──────── Data to process ────────

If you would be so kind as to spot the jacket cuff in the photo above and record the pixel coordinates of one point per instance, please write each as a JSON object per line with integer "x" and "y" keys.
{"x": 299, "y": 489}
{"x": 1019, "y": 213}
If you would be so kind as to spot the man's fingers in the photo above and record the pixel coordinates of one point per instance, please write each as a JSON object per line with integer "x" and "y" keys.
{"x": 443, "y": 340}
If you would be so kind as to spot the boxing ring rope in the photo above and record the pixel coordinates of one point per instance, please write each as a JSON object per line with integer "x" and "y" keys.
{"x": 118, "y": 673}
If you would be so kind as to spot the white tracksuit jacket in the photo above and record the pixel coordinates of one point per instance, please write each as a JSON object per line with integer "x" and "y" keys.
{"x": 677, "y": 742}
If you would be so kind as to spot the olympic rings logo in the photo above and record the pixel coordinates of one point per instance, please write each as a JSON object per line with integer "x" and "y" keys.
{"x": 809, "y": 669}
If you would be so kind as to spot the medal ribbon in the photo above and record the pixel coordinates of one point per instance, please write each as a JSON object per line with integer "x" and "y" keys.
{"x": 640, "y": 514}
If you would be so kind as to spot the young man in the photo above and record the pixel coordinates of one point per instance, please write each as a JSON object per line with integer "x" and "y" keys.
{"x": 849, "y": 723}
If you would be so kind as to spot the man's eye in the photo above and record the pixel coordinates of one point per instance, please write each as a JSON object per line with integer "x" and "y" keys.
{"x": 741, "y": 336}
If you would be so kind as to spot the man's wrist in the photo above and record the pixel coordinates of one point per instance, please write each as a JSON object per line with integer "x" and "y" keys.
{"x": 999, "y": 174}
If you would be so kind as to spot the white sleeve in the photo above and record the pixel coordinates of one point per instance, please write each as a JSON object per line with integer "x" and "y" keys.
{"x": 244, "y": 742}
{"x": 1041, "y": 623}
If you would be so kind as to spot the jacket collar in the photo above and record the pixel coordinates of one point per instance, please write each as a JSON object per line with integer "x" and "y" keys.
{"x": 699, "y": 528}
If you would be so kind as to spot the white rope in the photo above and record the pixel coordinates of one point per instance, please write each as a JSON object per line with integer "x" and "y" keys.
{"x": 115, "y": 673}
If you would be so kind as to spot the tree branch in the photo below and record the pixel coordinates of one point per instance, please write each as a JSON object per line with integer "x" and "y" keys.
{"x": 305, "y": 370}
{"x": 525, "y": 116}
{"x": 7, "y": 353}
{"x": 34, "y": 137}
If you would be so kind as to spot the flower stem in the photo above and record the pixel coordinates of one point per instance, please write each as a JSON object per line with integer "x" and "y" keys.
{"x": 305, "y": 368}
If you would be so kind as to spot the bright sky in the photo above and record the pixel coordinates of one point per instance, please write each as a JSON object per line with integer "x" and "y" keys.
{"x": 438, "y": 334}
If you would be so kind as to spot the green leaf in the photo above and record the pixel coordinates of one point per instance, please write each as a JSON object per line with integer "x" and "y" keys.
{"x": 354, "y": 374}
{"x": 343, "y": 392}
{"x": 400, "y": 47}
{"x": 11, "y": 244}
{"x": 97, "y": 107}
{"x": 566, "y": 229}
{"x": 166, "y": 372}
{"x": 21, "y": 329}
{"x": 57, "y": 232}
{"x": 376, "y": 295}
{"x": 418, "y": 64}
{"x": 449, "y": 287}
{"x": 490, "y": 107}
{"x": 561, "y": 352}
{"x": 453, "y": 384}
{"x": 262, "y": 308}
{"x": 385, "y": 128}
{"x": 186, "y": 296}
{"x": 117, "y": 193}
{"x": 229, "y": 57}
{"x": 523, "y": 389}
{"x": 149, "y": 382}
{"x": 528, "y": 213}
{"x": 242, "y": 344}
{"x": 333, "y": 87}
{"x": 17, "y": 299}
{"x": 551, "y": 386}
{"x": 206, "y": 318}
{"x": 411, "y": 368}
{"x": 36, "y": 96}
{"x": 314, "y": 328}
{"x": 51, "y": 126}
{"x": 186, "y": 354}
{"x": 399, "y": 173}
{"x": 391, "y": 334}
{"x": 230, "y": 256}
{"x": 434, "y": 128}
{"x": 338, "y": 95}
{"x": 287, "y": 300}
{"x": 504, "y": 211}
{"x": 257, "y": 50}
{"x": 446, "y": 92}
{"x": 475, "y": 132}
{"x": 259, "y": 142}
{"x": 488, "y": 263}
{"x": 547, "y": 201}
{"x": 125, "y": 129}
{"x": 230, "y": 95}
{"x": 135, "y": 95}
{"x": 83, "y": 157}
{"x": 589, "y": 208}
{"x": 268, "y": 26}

────────

▸ **What is expected**: The records above should be restated word for word, please.

▸ **Expected answer**:
If you would be so kind as to spot the jacket cuff in the photo above and record the pixel coordinates of one point per instance, please write each as a JSON object per line with integer "x" and "y" keys.
{"x": 299, "y": 489}
{"x": 1019, "y": 213}
If you would be so kind as to spot the man's fingers in the photo above and record the pixel coordinates of one point per instance, please write each as a JSON object per line with integer "x" and "y" keys.
{"x": 443, "y": 340}
If you would be so kind as to spot the boxing ring rope in the photo above and record the pixel coordinates of one point per instance, please write each as a JSON object per line with integer "x" and "y" keys.
{"x": 118, "y": 673}
If you would be so kind as to spot the white tracksuit jacket in the photo above and record the pixel coordinates of one point per instance, please write each as a JSON object per line with integer "x" and "y" keys.
{"x": 677, "y": 742}
If you would be so kind as to spot the olympic rings logo in the photo above and record the pixel coordinates of one point per instance, please write each as a JSON object per line with integer "x" and "y" keys.
{"x": 809, "y": 669}
If you would be so kind as to spot the medal ribbon in the photo above and record the pixel coordinates of one point per instance, please write each as a JSON object per line with integer "x" and "y" keys.
{"x": 640, "y": 514}
If you would be so kind as to spot the young man in the photo above and record the pixel coordinates of one point per instance, please write each as a JSON object per line with integer "x" and "y" keys.
{"x": 849, "y": 723}
If you would be so kind as to spot the man's eye in the photo above and record the pixel coordinates of one point per instance, please write each as a JSON object per line with integer "x" and "y" keys.
{"x": 741, "y": 336}
If you would be so kind as to spot the man's wrist in the photo above and record the pixel coordinates of one point per instance, please write each as a JSON object per line with integer "x" and "y" keys.
{"x": 999, "y": 174}
If you would be so kind as to spot the white sleeve in the photo above and record the pixel coordinates of one point per instance, please write each as a JSON object per line with integer "x" and "y" keys.
{"x": 244, "y": 742}
{"x": 1041, "y": 623}
If you would be so kind as to spot the jacket collar in the photo above and record the pixel coordinates of one point per instance, please write each as a JSON object per line with integer "x" and "y" keys.
{"x": 699, "y": 528}
If you would be so kind as to spot the white rope in the photo above and record the pixel coordinates of one point per instance, please write each as a JSON object per line with integer "x" and "y" keys.
{"x": 115, "y": 673}
If you would be so kind as to spot the tree branch in the photo below and record the pixel coordinates of one point per instance, please write each as a JSON object per line with integer "x" and "y" keys.
{"x": 305, "y": 370}
{"x": 525, "y": 116}
{"x": 7, "y": 353}
{"x": 34, "y": 137}
If you would be so kind as to spot the flower stem in the photo above and record the pixel coordinates of one point per instance, please write each as a JSON object per line with integer "x" and "y" keys.
{"x": 305, "y": 368}
If you would be so kind as to spot the bright sky in the photo above and record the pixel coordinates of one point per instance, please write each as a JSON object per line with integer "x" and "y" keys.
{"x": 438, "y": 334}
If you would be so kind as to spot the green leaf in the photo above and record the pixel coordinates of one point per instance, please write each as a JSON object per line with integer "x" and "y" keys.
{"x": 354, "y": 374}
{"x": 343, "y": 392}
{"x": 400, "y": 47}
{"x": 11, "y": 244}
{"x": 97, "y": 107}
{"x": 566, "y": 229}
{"x": 166, "y": 372}
{"x": 21, "y": 329}
{"x": 57, "y": 232}
{"x": 376, "y": 295}
{"x": 418, "y": 64}
{"x": 449, "y": 287}
{"x": 490, "y": 107}
{"x": 561, "y": 352}
{"x": 453, "y": 384}
{"x": 262, "y": 308}
{"x": 385, "y": 128}
{"x": 186, "y": 296}
{"x": 117, "y": 193}
{"x": 229, "y": 57}
{"x": 523, "y": 389}
{"x": 149, "y": 382}
{"x": 528, "y": 213}
{"x": 242, "y": 344}
{"x": 333, "y": 87}
{"x": 17, "y": 299}
{"x": 551, "y": 386}
{"x": 206, "y": 318}
{"x": 411, "y": 368}
{"x": 36, "y": 96}
{"x": 314, "y": 328}
{"x": 51, "y": 126}
{"x": 186, "y": 354}
{"x": 399, "y": 173}
{"x": 391, "y": 334}
{"x": 230, "y": 256}
{"x": 434, "y": 128}
{"x": 338, "y": 95}
{"x": 287, "y": 300}
{"x": 504, "y": 211}
{"x": 257, "y": 50}
{"x": 446, "y": 92}
{"x": 475, "y": 132}
{"x": 259, "y": 142}
{"x": 488, "y": 263}
{"x": 547, "y": 201}
{"x": 125, "y": 129}
{"x": 230, "y": 95}
{"x": 135, "y": 95}
{"x": 83, "y": 157}
{"x": 589, "y": 208}
{"x": 268, "y": 26}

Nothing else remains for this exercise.